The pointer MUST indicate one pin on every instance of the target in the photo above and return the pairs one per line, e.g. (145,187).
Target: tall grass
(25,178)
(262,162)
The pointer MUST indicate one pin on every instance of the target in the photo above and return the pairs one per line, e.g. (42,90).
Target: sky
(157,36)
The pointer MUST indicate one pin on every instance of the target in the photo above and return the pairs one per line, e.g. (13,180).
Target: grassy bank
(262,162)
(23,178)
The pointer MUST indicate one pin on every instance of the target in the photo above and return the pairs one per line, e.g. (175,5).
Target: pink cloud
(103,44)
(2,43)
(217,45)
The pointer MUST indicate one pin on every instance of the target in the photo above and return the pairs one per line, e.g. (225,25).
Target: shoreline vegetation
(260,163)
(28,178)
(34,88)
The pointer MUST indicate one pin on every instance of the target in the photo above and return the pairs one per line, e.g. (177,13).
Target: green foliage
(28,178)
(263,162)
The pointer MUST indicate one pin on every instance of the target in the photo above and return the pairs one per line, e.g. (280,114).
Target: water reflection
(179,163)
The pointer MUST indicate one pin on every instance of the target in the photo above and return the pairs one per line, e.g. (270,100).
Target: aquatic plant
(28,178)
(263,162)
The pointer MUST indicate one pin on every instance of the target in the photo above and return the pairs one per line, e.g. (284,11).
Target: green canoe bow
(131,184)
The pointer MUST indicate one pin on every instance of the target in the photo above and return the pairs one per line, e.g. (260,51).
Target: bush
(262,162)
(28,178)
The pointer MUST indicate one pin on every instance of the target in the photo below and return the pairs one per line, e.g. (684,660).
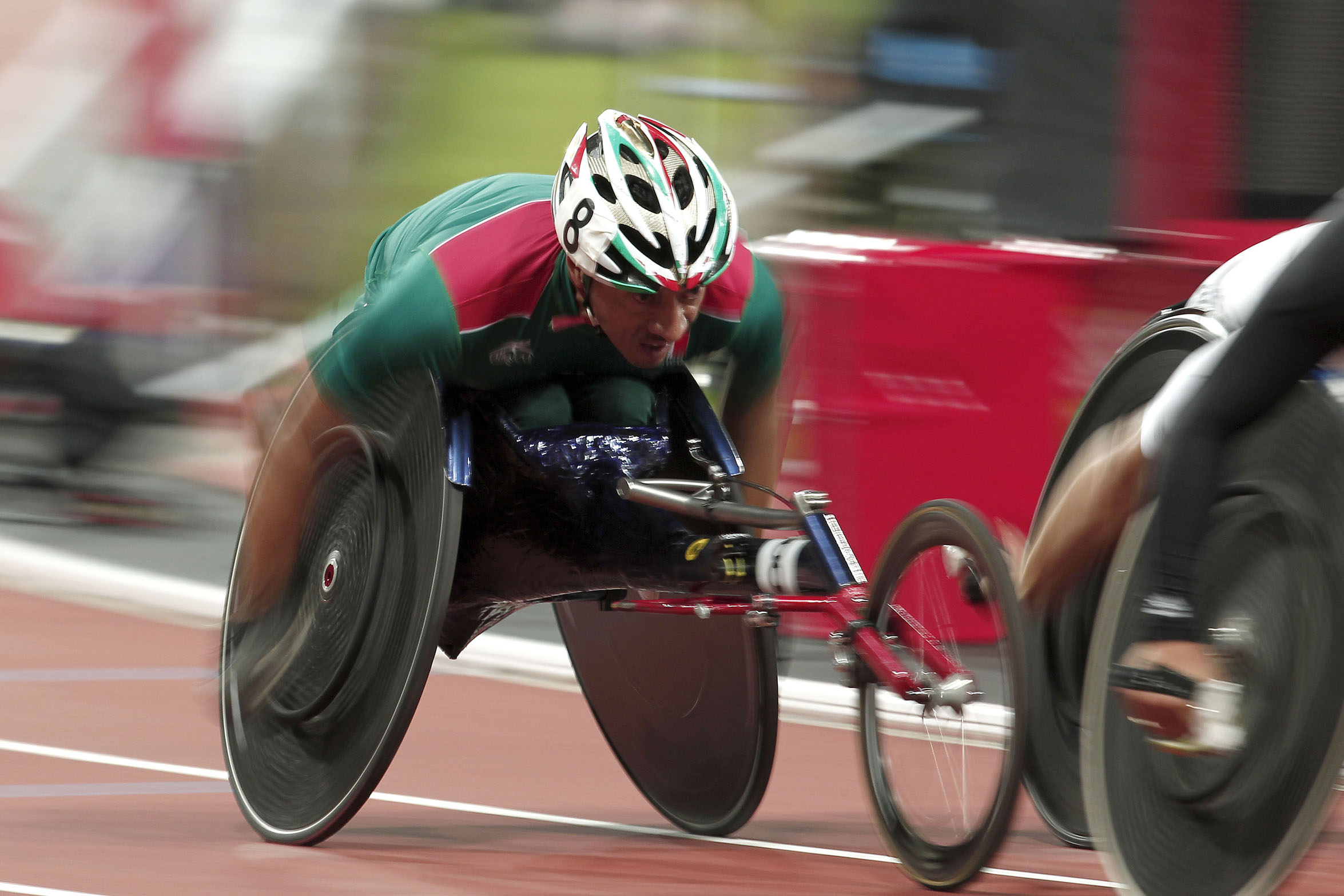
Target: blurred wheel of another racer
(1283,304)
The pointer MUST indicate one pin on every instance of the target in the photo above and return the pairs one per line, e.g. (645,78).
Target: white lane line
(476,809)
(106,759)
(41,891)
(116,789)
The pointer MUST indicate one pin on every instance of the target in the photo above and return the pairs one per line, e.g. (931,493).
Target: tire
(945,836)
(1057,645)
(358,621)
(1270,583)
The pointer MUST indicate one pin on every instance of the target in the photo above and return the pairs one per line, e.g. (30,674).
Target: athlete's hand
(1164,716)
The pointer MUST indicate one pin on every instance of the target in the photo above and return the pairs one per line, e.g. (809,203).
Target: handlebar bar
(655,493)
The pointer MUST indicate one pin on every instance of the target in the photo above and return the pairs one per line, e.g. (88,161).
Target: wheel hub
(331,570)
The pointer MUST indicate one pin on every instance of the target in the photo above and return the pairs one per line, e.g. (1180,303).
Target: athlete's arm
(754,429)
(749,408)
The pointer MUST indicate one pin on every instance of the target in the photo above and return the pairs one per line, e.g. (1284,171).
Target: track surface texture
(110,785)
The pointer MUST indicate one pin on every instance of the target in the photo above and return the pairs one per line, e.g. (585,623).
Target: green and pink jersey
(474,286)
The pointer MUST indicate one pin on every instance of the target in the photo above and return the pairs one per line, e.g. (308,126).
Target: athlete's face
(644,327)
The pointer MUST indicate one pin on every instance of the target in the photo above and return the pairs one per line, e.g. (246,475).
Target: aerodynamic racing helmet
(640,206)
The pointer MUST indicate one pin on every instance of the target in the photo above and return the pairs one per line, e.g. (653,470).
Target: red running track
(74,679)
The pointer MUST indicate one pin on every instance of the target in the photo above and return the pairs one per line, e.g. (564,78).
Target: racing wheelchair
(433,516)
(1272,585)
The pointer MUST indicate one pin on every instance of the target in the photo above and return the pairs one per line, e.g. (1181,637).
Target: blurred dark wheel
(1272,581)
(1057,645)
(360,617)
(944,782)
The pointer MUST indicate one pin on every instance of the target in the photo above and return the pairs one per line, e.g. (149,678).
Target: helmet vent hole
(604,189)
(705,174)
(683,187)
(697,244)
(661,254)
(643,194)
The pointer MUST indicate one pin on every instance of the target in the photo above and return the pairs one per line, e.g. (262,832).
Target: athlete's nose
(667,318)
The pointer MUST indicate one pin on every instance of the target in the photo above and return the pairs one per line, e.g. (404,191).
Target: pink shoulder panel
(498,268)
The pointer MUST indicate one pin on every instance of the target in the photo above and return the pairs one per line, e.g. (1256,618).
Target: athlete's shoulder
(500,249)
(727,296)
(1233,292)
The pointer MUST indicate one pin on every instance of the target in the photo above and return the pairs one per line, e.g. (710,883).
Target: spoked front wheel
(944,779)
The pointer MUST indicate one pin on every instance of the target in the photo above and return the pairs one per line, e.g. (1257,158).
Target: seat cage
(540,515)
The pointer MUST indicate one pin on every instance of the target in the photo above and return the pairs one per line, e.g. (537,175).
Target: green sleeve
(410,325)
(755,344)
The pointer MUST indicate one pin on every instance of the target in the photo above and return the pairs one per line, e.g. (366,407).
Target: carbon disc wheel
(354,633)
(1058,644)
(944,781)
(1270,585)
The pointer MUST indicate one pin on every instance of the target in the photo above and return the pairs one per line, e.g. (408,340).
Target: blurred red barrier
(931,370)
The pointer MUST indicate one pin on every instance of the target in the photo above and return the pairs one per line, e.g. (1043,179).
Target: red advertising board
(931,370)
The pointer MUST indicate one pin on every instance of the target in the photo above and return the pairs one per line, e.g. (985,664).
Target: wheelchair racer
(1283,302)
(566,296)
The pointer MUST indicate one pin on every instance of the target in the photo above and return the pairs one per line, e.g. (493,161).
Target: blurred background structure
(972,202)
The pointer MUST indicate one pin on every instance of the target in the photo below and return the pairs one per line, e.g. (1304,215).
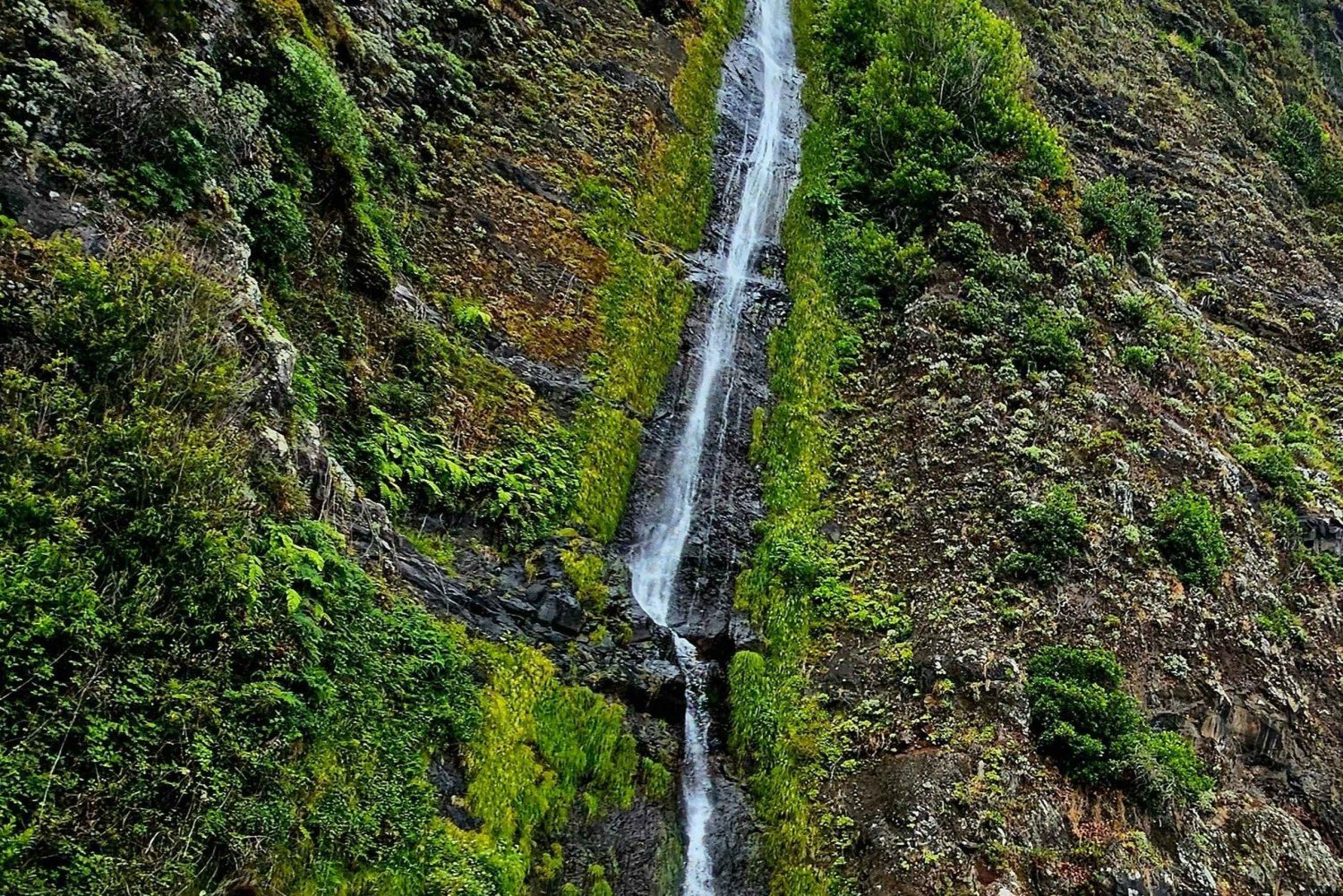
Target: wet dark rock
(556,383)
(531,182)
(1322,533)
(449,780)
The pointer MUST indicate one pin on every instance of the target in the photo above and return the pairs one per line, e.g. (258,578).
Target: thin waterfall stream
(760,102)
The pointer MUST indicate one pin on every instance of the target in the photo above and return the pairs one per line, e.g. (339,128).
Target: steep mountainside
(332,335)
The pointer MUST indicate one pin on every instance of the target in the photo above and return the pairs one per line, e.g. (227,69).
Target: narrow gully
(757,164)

Your objective:
Leave out the pictures and give the listing above again exactly.

Reply to the task:
The pointer MUST indicate one pin on every instance of the target in the photo above and return the pairs one per line, e.g. (145,187).
Target: tall grass
(25,178)
(262,162)
The pointer MUST indicate one pin on every instance of the target in the photo above and return the pairs one per line, e.g. (42,90).
Target: sky
(157,36)
The pointer MUST indicate one pin on every instance of the target in the photo above and return the pairs one per line, e.g. (13,180).
Target: grassy bank
(262,162)
(23,178)
The pointer MUST indicate one pin on every instance of the target in the photo above and return the pairs one per line, e.g. (175,5).
Target: pink cloud
(103,44)
(2,43)
(217,45)
The pointer MUST indicate one pin on every instance of the target in the photo above and return the pairs one per line, e.g. (225,25).
Target: shoreline vegetation
(260,163)
(28,178)
(34,88)
The pointer MUST indicate one pin on every instance of the target in the photo above and return the pairs one per line, e.g. (177,13).
Target: green foliage
(28,178)
(263,162)
The pointer MUST indicate one pin on every instance of the target in the photo above and return the pairs one per line, e.g. (280,114).
Target: water reflection
(179,163)
The pointer MUST indicate one pin on every instance of the target in the photo above and return the pairs one per line, e.g. (270,100).
Target: aquatic plant
(28,178)
(263,162)
The pointer MUST indicate one pin on every instance of the target in the photo above and return the pairs one per line, e.g. (284,11).
Target: green canoe bow
(131,184)
The pointer MUST indicate one pin on every instance of the target in the photo above and return the pairs one per line, e.g. (260,51).
Target: bush
(262,162)
(28,178)
The pointer MUST indicate one pin on every instance of the target in the photo below and return the pairs one per line, e.g. (684,660).
Target: blurred wheel of another racer
(1283,304)
The pointer MUST indicate one pin on every instance of the target in the photo above and return the pairs one per line, e.g. (645,78).
Target: white lane line
(476,809)
(106,759)
(41,891)
(116,789)
The pointer MUST indicate one pin on every instance of the target in the photo above and return the pairs one per line, e.g. (931,493).
Target: tire
(945,836)
(1057,645)
(358,621)
(1270,583)
The pointer MUST indicate one pin on every instance of the target in the photo above and return the pairs one per line, e.g. (30,674).
Target: athlete's hand
(1164,716)
The pointer MUST indicate one pin on every instance of the target in the photo above and return the pairs one per line, e.g. (809,203).
Target: handlebar bar
(655,493)
The pointer MUST indicate one pin on every instance of the target in the photo above and return the pairs one per line, e.g. (88,161).
Target: wheel hub
(331,570)
The pointer MUST indicate one pin on every instance of the target in the photo above and return the pairs one per line, e.g. (1180,303).
Target: athlete's arm
(754,429)
(749,408)
The pointer MUST indicate one pin on every instance of the target in the photo above and return the pairs one per line, e.g. (1284,171).
Target: track surface texture
(110,785)
The pointer MUST indicate one pin on every instance of the target in the photo above and return the pairs one per line, e.g. (585,623).
Target: green and pink jersey
(474,286)
The pointer MUST indicate one pin on every instance of the target in the photo above and return the pairs one per line, e.g. (308,126).
Target: athlete's face
(644,327)
The pointer MUST indicate one pin on every instance of the target in the photo above and return the pairs one per line, e.g. (246,475).
Target: aerodynamic racing helmet
(640,206)
The pointer MUST indicate one pin on every instance of the target in the photo above and return the pairs one per line, e.g. (653,470).
Target: red running track
(74,679)
The pointer MUST indicate one pin on every instance of the target in the photo above and return the pairs one per line, e.g. (564,78).
Target: racing wheelchair
(433,516)
(1272,585)
The pointer MUST indicate one pin on every instance of the target in the photo above and return the pairs one per line, e.g. (1181,637).
Target: blurred dark wheel
(1272,581)
(1057,645)
(360,617)
(944,782)
The pointer MUST indicate one pin on every instance of the target in the photo above and return the pairs one per line, e.g. (149,678).
Target: helmet vent hole
(604,189)
(705,174)
(683,187)
(697,244)
(661,254)
(643,194)
The pointer MUST indicate one pin on every instance of the target in the photo above and return the pairs one per line, e.g. (262,832).
Target: athlete's nose
(667,318)
The pointer MUST indicate one pin on every instance of the target in the photo above and return the pairs one per line, e.g. (404,191).
Target: pink shoulder panel
(498,268)
The pointer MUST indicate one pin on every instance of the target in the photo above and return the pairs one per line, e.g. (1256,618).
Target: athlete's shoulder
(500,249)
(727,296)
(1233,292)
The pointer MUST indicate one pin on every instance of the target in the photo above and return the pairs one per line, e.g. (710,883).
Target: spoked front wheel
(944,779)
The pointer MUST indicate one pin on every instance of the target in the photo above and return the pairs one per line, e.g. (1257,158).
Target: seat cage
(540,515)
The pointer MUST indicate one pin on every instance of the target in the photo above and return the pairs one per line, e.g. (537,175).
Target: green sleeve
(410,325)
(755,344)
The pointer MUST indicate one pin on every instance of the target in the photo above and return the pairs one per line, e.g. (366,407).
Target: carbon disc wheel
(354,633)
(1058,644)
(944,781)
(1270,585)
The pointer MUST indicate one pin on every instance of the target in the photo above and return the pairs one per line, e.g. (408,340).
Target: blurred red barrier
(931,370)
The pointer MUST indicate one pin on every instance of the target in the photo above and return the pairs one per line, e.g. (1043,179).
Target: red advertising board
(931,370)
The pointer MUST indicate one pin on every instance of the target in the photo above and return the pairs one per line, e.g. (985,664).
Target: wheelchair racer
(1283,302)
(566,296)
The pointer MUST indicate one pin on every instance of the target in the photo above and return the pairs one per line, e.g. (493,161).
Target: blurred background structure
(972,202)
The pointer MUST indicate one pin on every instance of the target in the photo below and return the pairs one per line, e.g. (1304,215).
Target: wet dark rock
(556,383)
(531,182)
(1322,533)
(449,780)
The pointer MUST indicate one pin on every instance of the target in the photo above and return the pairs one per line, e.g. (258,578).
Target: thin waterfall stream
(760,102)
The pointer MUST indicate one pin on every instance of the target in the photo above and return the pairs one per line, e.g. (339,128).
Target: steep mountainside
(332,335)
The pointer MUST indicate one pin on every instance of the target in the photo above and return the pairs one per line, e.g. (227,69).
Target: narrow gully
(757,164)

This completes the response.